■ EXERCISE BRIEF ■
In the data below, copy everything from the line containing "target | red plastic bucket" down to the line containing "(1434, 201)", substituting "place a marker on" for each occurrence of "drop a pin on" and leaving all else unchanged.

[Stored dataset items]
<<<<

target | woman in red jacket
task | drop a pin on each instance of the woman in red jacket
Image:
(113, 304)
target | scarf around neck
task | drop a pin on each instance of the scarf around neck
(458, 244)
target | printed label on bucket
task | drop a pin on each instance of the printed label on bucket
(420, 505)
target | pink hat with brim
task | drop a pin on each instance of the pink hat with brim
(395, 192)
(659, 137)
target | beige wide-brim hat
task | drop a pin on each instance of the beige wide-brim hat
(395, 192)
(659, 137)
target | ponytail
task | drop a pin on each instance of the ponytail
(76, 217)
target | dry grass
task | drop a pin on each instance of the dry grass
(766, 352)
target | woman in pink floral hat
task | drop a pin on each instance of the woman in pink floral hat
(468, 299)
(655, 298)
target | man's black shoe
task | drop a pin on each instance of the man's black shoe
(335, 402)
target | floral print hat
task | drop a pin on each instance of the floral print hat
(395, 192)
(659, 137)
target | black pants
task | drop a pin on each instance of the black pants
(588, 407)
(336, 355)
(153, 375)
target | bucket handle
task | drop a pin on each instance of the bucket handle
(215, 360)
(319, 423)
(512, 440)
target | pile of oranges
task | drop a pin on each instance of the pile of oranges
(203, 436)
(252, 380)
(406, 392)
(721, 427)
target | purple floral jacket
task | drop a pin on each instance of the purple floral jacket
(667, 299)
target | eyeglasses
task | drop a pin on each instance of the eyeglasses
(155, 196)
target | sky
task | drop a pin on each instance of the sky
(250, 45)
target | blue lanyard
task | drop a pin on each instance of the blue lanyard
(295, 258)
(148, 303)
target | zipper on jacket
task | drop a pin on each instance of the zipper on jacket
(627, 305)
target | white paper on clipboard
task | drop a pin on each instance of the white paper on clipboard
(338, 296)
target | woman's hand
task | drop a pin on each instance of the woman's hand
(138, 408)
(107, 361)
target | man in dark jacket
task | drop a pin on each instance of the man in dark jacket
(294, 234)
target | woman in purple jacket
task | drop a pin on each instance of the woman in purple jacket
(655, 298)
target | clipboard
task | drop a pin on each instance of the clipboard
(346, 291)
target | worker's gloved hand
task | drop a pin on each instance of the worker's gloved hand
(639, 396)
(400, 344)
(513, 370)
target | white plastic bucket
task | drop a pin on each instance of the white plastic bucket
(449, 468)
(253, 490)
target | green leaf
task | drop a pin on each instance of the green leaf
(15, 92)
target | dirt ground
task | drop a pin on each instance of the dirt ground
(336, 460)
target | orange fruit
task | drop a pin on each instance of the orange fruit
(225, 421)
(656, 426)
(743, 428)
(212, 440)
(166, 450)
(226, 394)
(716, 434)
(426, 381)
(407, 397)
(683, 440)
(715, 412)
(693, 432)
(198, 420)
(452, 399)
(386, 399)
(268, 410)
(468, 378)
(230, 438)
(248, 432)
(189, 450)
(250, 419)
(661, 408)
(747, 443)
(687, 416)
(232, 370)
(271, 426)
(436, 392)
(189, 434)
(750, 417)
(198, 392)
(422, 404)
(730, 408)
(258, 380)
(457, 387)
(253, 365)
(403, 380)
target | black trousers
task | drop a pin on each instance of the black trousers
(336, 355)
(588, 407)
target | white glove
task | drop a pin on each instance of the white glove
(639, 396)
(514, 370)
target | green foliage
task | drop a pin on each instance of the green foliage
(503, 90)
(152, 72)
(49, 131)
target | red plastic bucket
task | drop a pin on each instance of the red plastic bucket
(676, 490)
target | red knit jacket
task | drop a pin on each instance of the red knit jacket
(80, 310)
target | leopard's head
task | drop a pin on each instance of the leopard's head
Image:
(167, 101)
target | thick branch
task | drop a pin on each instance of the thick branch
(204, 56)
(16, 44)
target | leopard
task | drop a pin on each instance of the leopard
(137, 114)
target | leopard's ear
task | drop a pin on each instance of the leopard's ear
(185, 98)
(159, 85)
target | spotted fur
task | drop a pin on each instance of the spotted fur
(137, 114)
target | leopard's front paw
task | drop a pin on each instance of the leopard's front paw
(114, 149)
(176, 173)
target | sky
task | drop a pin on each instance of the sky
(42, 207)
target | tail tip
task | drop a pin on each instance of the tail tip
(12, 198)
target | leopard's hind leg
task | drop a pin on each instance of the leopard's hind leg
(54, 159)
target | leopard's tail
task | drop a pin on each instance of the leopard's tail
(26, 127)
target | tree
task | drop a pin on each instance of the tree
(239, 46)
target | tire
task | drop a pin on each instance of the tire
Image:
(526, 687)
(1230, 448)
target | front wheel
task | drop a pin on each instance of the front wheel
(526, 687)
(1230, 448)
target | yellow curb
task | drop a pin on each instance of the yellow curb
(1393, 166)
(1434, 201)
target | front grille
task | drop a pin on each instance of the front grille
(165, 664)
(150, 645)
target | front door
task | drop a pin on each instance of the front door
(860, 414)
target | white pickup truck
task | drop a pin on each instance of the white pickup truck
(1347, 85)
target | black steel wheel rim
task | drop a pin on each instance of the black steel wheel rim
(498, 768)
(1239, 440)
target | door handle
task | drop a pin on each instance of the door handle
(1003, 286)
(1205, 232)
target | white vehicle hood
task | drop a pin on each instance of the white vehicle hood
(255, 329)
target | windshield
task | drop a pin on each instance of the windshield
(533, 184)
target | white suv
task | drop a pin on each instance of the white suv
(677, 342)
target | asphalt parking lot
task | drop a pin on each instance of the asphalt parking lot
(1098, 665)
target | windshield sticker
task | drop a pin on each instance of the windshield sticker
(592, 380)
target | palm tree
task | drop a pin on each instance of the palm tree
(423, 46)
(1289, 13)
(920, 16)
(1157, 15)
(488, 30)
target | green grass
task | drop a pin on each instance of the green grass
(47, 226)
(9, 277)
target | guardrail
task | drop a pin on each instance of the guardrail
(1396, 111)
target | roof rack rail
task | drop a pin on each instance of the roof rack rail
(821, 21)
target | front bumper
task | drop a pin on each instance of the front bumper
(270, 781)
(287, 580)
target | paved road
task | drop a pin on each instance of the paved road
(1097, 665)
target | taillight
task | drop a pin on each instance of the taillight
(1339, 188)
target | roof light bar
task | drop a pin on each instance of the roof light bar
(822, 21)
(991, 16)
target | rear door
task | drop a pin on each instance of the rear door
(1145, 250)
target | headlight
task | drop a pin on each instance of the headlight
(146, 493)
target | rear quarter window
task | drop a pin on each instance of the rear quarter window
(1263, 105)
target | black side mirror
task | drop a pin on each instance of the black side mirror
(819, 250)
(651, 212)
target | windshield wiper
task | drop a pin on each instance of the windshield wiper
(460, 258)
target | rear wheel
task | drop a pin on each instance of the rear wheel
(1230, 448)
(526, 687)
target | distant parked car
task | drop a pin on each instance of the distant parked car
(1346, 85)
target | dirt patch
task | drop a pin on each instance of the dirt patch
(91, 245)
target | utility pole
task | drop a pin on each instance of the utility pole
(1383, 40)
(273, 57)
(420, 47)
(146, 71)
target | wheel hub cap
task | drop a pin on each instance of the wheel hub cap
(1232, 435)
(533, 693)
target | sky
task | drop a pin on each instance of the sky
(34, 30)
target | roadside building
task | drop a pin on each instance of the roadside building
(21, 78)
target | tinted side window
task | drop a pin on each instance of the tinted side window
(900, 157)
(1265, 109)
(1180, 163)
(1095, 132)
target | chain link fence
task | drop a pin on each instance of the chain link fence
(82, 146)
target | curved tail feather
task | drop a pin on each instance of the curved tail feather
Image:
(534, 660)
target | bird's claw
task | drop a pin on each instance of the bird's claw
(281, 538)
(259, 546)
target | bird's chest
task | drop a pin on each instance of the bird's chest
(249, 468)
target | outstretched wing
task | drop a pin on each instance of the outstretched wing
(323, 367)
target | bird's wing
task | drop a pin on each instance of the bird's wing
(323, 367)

>>>>

■ RESULT ■
target | red plastic bucket
task | place a marker on each instance of the red plastic bucket
(676, 490)
target | red knit jacket
task | place a marker on each instance of the red knit jacket
(80, 310)
target | leopard's head
task | place a marker on each instance of the leopard's head
Image:
(167, 101)
target | thick branch
task | place a marker on each instance of the thick branch
(204, 56)
(16, 44)
target | leopard
task | place a marker on each instance of the leopard
(137, 114)
target | leopard's ear
task | place a marker on each instance of the leopard's ear
(185, 98)
(159, 85)
target | spotted fur
task | place a marker on each instance of the spotted fur
(137, 114)
target | leopard's front paw
task | place a marker on each instance of the leopard's front paw
(114, 149)
(176, 173)
target | sky
task | place a marker on each instance of the sky
(42, 207)
target | tail tip
task | place a marker on each instance of the tail tip
(12, 198)
target | leopard's hind leg
task | place a marker on each instance of the leopard's hind leg
(54, 159)
target | leopard's tail
task | place a marker on each instance of the leopard's tail
(26, 127)
target | tree
task | place a marker on each instance of the tree
(239, 46)
target | tire
task | place a marker on each instance of the tire
Image:
(526, 687)
(1230, 448)
target | front wheel
task | place a marker on each instance of the front wheel
(526, 687)
(1230, 448)
target | yellow curb
task | place a marker on each instance of the yellow curb
(1393, 166)
(1434, 201)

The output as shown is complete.